Given problem:
Please extend the screenwriting workshop announcement below, carrying on from its last sentence.

Passage to read:
5th-8th August, 2014

Himalayan Film School Screenwriting Labs

Phil Guidry (Two time Emmy Award winning writer!)

2 workshops from 5-8 August, 2014

Course Description


This is an intensive feature screenwriting course modeled on the renowned screenwriting program at the UCLA School of Theater, Film and Television. Acquire the dramatic theory, industry knowledge and practical experience required to write screenplays for feature length motion pictures. With a heavy emphasis on prominent cinematic examples and a collaborative workshop environment, this course is designed to provide the equivalent of a ten-week workshop in one detailed, information-filled, action-packed week.


Course Highlights


  • Acquire basic skills needed to write screenplays for feature films as well as shorter projects.
  • Learn practical film writing techniques and become familiar with the elements of a story to develop a solid, first draft screenplay.
  • Elements include the three-act structure, idea, premise, character arc, plot structure, stage directions, dialogue and the business of screenwriting.
  • Optional: Your work will be shared with fellow students and the instructor for review and critique in the workshop part of the class.


Course Formats


  • Intensive Screenwriting Workshop (Three-Day Course) – compressed course modeled after the UCLA screenwriting program : 6th-8th August
  • Fundamentals of Screenwriting (One-Day Seminar) : 5th August

Learning Objectives 


  • Gain a basic knowledge of the screenwriting process from idea, through synopsis, to fully developed treatment from which you will ultimately write your screenplay.

Prerequisites — Classes or Knowledge Required for this Course


  • Students must have a general enthusiasm for movies and the commitment to eventually complete a feature-length screenplay.
  • No other prior knowledge or experience is necessary.




  • Courses will be based on screenplay theory and classroom reading, along with lectures and discussion.
  • Instructor will also read students’ completed works after the course is finished, and provide full, detailed notes via email.


Course Text


  • No texts are required. However, as it is crucial that students have a proper understanding of screenplay structure, the following texts are suggested in advance due to their insightful analysis of the screenwriting process: Writing Screenplays That Sell the Ackerman Way by Hal Ackerman, and Screenwriting by Richard Walter.


Instructor Bio


  • Phil Guidry - Two-time Emmy Award-winning writer and producer for the NFL Network; written projects for ESPN, Walt Disney Imagineering, NBC, Tapestry Films, National Lampoon and Fox. Co-writer and –producer of upcoming feature film “Savageland” (Massive Film Company), the first feature film ever completed on the revolutionary new Adobe Anywhere ™ production platform. Has a B.A. from the University of Southern California and an M.F.A. from UCLA, and has taught screenwriting at UCLA and UC Irvine. 

Intensive Screenwriting Workshop:



Screenwriting is a craft that can take years, even decades, to master. But this course will provide the fundamentals in just three days.

Provided material:

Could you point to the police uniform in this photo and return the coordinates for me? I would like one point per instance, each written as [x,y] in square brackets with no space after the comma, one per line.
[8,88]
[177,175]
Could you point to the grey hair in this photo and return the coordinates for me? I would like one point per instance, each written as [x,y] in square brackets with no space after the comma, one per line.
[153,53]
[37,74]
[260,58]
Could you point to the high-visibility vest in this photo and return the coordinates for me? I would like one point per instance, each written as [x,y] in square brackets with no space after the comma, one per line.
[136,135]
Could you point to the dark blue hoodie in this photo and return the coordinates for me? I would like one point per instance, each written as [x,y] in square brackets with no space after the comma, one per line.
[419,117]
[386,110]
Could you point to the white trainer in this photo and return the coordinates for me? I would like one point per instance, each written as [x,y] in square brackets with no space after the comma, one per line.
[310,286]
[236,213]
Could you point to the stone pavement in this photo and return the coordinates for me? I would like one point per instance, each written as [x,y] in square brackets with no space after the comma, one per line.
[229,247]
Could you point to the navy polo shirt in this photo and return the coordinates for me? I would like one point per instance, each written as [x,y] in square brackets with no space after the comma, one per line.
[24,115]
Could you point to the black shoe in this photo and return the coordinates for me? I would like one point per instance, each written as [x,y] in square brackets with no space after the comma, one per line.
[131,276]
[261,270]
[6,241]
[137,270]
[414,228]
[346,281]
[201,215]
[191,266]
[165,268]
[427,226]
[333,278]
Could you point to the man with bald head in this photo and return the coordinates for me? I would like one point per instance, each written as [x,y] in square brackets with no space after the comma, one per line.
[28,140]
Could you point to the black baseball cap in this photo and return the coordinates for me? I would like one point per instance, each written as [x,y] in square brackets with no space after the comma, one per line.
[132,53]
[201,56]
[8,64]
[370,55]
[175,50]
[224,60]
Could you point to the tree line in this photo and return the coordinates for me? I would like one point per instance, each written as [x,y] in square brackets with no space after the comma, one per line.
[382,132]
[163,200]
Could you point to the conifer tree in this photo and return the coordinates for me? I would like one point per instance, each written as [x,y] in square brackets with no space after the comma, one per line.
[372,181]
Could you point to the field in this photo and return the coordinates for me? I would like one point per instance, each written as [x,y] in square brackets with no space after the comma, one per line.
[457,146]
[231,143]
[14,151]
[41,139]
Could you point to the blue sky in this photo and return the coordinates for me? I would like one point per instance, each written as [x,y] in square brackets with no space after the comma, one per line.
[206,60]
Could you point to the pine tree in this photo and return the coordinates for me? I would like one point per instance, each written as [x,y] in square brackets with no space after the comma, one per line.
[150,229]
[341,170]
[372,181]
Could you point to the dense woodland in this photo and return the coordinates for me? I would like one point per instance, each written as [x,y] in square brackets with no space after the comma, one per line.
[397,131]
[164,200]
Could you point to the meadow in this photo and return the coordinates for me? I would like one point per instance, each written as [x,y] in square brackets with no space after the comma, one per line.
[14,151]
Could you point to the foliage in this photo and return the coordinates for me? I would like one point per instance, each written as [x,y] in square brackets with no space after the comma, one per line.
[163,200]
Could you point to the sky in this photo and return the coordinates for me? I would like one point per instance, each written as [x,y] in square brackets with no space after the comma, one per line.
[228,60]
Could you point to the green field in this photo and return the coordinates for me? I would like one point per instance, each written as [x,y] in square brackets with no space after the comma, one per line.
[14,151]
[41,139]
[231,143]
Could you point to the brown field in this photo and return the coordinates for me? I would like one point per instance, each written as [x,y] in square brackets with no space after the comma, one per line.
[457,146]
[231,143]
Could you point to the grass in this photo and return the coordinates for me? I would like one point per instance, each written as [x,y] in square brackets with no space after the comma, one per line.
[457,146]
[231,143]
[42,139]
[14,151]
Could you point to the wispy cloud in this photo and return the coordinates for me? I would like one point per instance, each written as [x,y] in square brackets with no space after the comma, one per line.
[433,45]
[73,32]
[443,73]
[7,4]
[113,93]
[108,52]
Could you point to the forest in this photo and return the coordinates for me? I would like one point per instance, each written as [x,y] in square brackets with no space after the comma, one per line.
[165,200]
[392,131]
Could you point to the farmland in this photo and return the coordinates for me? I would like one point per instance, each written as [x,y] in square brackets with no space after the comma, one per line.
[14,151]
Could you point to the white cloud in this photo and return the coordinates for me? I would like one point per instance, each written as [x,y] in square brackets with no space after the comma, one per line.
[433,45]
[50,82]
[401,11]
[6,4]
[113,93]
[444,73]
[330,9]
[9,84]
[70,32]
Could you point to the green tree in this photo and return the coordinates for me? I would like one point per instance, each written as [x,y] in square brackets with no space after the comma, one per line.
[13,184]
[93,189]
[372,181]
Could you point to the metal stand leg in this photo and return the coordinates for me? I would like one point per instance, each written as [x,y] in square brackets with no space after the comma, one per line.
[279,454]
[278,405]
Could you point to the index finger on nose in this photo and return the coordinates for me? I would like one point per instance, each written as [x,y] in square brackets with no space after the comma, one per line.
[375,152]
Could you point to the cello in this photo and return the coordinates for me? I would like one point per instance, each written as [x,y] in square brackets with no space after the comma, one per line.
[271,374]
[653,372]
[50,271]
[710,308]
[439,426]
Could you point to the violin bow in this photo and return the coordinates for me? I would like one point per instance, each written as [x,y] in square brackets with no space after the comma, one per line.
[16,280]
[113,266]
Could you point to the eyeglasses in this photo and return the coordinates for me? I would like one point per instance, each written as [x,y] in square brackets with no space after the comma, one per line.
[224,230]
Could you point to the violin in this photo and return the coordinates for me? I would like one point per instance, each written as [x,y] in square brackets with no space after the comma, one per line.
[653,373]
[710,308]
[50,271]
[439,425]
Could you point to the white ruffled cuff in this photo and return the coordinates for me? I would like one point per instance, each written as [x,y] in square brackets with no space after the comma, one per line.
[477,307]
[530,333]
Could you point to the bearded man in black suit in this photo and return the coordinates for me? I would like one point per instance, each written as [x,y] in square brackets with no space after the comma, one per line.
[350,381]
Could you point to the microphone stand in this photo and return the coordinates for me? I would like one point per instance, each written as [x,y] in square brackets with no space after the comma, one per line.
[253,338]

Response for this exercise:
As we’ll be covering a wide swath of material related to screenwriting and cinema in such a short amount of time, you are expected to arrive prepared and ready to work. (Yes, that’s the dirty little secret… screenwriting is actually a lot of work). Not only will you receive the same screenwriting workshop experience that UCLA’s graduate screenwriting students receive, but through this course you’ll also take part in a mini-development workshop where you’ll learn, step-by-step, how studios and production companies develop material into movies.


DAY One:


  • Introductions and class overview, with expectations, assignments and a general schedule


  • Structure: screenplay language, the way movies work, elements of a story.


  • Telling a visual story, with and without words

  • Film analysis: Casablanca. How the elements work together in perfect harmony 


  • Outlining a story: how to think in screenplay/movie terms 


  • Characters: how to create memorable characters and how to bring them to life on the page

  • Conflict: the building blocks of drama, how to manufacture and sustain drama over the course of a screenplay. 



  • Pitching: how to boil down the essence of your story into a few minutes, and how to tell it in a concise and interesting way


  • Preparation to outline and start writing: everything you need to do to set yourselves up for success with your project.


  • Tone and genre: how to keep these elements consistent throughout your writing


  • Overcoming writer’s block: tools and techniques to keep writing, and how to reach your writing goals.


  • Writing the biopic and finding screenplay inspiration out of true stories and everyday life.



  • Rewriting: how to self-analyze your work, demystifying the process, practice.


  • Course conclusion. Final lessons and inspiration for taking the next steps in your writing career.


  • Suggested individual writing exercises.


  • The future of screenwriting (global cinema, online, iPods, mobile episodes, etc.).




Fundamentals of Screenwriting

ONE-Day Seminar


Based on UCLA’s illustrious graduate screenwriting program, this one-day course involves a ten-step process, designed to equip you with the basic fundamentals to write a feature-length screenplay.



Step One: The Spark of an Idea


  • Introductions and class overview.
  • Story language, the way movies work.


Step Two: The Inciting Incident (The Writing Bug)


  • Discuss format – understanding the way scenes are constructed.
  • Analyze screenplay pages and scenes.


Step Three: First Act Turning Point (Accept Your Mission)


  • Character and character arcs.
  • Integration – expanding character and advancing story through every element.


Step Four: The Hero’s Journey


  • Outlining a story.
  • Thinking in terms of classic film structure.
  • Learn the rules so you can break them.


Step Five: The Midpoint


  • Detailed discussion of story and CONFLICT.
  • The internal struggles that fuel every scene.




Step Six: Conflict Arises


  • How to keep your story from getting bogged down.
  • Fleshing out your idea into a strong, cohesive story.


Step Seven: Second Act Low Point (All Hope Appears Lost)


  • How to survive the highs and lows of being a screenwriter.
  • Tools to keep your story moving forward.


Step Eight: Third Act Turning Point (In Which Our Hero Mounts a Final Challenge)


  • Crafting characters who are decisive and take ACTION.
  • Avoiding the static, uninteresting narrative trap.


Step Nine: The Epic Finale


  • An overview of the development process and understanding how stories are developed/chosen/rejected.
  • Avoiding the most common mistakes.


Step Ten: Happily Ever After


  • The Big Picture – how to continue taking your story ideas and turning them into screenplays.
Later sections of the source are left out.